Goal: Pick out each line of the rows below that contains the word "firework" and copy those lines without changes.

Records supplied:
▼

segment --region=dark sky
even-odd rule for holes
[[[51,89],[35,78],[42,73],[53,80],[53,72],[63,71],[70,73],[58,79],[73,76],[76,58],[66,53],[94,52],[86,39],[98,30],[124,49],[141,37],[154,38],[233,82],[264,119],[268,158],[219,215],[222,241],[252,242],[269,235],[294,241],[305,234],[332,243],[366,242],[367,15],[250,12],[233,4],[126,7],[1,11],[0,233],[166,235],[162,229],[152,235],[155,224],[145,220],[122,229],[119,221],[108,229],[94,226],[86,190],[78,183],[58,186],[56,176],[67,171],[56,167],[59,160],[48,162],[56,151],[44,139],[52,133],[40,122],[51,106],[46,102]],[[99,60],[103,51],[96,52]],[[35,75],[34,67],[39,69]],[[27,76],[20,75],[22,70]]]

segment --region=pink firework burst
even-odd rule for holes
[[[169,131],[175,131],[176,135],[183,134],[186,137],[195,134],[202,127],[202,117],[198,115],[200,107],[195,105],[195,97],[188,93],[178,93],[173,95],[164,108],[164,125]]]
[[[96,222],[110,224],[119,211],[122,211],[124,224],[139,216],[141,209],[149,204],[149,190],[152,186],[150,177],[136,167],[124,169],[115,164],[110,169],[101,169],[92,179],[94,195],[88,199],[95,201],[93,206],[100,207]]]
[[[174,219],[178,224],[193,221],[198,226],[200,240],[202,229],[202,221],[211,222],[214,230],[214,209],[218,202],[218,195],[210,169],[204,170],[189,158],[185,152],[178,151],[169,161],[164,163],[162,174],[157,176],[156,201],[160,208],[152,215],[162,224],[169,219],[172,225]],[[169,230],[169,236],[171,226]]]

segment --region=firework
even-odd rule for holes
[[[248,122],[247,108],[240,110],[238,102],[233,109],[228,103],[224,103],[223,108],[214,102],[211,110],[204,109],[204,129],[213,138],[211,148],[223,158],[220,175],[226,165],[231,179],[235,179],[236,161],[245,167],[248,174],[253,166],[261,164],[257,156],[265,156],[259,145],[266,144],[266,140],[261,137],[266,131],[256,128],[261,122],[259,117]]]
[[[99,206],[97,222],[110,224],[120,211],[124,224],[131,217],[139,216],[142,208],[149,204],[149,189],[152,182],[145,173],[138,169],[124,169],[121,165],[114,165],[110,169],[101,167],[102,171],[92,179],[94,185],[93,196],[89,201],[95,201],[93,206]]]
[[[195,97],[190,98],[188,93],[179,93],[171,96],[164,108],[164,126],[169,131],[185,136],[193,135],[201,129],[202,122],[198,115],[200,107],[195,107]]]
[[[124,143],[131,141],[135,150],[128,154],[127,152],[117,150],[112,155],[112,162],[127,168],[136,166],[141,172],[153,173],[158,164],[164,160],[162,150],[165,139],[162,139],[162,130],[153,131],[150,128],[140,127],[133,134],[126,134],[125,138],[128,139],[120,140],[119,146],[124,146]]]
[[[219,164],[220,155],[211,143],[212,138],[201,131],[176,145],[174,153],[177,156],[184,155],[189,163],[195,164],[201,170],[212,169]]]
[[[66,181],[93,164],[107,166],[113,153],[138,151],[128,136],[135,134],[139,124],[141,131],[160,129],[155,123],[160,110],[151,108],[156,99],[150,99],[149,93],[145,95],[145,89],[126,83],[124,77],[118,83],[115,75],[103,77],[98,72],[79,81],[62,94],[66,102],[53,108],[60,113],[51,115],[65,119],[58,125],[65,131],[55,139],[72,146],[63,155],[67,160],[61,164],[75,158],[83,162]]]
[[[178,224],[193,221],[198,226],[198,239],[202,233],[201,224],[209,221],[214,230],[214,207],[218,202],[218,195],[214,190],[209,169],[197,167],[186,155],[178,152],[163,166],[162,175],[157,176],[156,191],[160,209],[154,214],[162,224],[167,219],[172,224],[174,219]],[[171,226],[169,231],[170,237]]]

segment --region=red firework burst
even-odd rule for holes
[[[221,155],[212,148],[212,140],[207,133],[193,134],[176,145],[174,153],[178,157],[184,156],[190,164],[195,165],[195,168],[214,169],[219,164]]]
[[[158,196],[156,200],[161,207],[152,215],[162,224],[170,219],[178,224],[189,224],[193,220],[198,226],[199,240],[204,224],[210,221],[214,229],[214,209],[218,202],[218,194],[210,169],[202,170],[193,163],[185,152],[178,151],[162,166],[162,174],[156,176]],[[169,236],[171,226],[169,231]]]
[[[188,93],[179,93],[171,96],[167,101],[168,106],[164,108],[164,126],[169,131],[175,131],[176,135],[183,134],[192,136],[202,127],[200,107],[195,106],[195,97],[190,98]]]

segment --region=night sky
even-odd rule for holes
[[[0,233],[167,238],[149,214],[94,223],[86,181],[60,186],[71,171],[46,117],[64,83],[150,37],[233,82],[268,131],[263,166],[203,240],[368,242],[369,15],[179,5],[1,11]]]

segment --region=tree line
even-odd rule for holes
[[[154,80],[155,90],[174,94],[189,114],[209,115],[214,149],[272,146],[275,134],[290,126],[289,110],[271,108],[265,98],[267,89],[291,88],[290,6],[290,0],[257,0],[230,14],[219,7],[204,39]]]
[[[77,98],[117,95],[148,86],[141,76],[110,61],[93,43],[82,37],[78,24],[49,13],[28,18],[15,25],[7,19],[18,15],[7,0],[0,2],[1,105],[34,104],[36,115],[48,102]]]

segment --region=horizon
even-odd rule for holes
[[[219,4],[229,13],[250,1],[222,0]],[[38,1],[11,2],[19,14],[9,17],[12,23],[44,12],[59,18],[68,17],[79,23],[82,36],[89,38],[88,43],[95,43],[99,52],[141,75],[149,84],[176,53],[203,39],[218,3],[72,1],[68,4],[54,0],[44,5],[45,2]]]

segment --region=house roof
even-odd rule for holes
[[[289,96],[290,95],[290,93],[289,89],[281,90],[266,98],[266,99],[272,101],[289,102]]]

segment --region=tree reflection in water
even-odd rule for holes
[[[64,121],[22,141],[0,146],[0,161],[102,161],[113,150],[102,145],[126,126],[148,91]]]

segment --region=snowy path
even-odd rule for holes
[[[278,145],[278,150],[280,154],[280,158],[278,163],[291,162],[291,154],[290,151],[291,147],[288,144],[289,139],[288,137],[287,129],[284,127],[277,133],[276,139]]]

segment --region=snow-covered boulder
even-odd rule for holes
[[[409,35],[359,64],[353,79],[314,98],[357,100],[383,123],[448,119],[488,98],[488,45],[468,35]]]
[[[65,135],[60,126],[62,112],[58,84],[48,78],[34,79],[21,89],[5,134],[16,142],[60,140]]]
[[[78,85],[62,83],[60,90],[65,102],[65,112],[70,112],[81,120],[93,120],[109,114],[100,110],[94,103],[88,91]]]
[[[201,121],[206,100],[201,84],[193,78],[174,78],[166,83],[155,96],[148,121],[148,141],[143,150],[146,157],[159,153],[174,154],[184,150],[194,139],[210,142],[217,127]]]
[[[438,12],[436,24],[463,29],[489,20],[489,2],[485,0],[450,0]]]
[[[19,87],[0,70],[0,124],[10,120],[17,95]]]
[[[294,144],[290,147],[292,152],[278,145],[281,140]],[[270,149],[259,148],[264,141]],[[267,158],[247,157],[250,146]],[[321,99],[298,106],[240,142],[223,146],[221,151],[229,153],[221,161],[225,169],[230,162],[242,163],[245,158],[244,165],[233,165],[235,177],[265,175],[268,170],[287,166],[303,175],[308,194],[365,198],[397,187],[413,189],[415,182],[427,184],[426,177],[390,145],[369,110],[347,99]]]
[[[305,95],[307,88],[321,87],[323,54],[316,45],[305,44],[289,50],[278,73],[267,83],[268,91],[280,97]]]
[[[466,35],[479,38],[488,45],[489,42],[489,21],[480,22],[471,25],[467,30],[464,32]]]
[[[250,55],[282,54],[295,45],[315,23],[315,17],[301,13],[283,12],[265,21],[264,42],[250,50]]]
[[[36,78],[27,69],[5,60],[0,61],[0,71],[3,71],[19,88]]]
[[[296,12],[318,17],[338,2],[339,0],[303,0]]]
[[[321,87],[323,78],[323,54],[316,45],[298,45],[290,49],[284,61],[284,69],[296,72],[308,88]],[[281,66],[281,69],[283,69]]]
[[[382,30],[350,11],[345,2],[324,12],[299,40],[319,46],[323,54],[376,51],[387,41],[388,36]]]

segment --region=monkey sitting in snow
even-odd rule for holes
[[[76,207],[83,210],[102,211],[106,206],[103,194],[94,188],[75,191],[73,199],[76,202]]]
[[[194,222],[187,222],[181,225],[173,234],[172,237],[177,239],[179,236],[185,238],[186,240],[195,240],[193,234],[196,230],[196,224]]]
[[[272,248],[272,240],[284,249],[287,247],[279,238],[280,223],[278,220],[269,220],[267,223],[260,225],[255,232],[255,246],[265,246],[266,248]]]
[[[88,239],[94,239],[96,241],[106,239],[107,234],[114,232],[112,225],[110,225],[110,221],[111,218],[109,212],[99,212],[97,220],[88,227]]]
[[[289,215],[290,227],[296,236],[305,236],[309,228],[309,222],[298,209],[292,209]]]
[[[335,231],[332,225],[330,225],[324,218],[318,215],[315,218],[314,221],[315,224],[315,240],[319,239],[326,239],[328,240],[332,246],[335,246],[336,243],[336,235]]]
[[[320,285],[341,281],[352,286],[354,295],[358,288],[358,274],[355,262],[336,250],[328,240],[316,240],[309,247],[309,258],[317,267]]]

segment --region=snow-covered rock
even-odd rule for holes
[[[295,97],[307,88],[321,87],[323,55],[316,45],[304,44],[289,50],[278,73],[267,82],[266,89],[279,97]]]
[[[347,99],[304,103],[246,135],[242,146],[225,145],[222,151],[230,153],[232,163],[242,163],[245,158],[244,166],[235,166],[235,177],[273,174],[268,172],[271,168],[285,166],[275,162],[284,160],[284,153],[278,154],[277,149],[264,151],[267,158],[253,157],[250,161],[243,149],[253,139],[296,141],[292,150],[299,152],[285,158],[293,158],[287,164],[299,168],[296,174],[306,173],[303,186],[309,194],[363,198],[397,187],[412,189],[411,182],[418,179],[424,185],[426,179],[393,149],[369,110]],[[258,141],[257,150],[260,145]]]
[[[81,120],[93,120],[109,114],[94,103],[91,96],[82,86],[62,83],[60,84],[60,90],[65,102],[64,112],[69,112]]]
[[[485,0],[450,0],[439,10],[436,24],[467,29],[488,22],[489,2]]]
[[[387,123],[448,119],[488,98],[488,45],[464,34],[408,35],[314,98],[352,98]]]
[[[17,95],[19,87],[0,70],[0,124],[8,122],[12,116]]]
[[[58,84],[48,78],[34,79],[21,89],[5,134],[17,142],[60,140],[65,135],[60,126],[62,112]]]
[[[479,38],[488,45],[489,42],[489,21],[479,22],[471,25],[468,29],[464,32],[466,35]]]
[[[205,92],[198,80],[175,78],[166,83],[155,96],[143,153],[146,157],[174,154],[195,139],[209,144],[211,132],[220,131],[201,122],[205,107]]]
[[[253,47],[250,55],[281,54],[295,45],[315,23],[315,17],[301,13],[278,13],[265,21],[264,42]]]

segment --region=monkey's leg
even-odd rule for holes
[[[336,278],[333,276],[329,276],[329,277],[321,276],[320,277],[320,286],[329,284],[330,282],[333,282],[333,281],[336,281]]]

▲

Output for this task:
segment --region=pink firework burst
segment --region=firework
segment --region=red firework burst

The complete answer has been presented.